[Natural-language object grounding data]
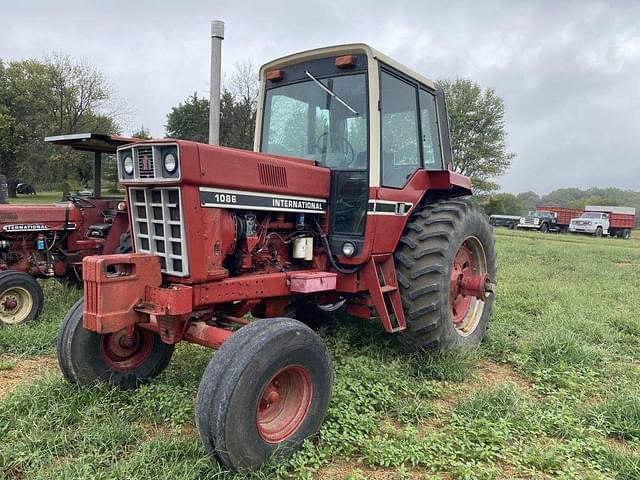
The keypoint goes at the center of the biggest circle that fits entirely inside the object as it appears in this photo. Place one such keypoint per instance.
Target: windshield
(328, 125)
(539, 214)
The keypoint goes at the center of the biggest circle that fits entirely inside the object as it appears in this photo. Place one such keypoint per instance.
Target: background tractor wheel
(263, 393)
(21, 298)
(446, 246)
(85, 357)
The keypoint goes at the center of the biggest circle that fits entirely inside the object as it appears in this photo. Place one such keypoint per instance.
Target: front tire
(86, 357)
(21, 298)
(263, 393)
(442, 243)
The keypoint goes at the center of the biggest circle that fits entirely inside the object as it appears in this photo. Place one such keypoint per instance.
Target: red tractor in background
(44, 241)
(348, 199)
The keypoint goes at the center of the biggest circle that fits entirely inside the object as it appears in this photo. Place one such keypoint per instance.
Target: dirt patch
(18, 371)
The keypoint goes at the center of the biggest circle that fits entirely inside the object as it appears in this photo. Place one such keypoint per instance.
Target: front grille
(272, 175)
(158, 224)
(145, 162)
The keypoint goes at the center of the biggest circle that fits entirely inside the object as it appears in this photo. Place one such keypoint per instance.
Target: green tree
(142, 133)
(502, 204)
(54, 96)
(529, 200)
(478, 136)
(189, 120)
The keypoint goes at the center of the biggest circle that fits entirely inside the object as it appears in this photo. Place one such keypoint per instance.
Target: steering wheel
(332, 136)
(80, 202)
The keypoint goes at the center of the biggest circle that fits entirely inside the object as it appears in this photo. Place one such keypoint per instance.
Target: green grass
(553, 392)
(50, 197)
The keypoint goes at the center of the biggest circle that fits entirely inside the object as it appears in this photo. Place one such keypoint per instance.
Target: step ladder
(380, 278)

> _ASSIGNMENT_: Print, exactly as they appear above, the lines running from the one with "Target: green grass" through the final line.

> _YOUR SOLUTION_:
Target: green grass
(553, 392)
(50, 197)
The keypoint goes at the center of the biggest circle that fits entirely inside the object as it appears in this photo. Place one such keypoint per instance.
Target: step ladder
(380, 278)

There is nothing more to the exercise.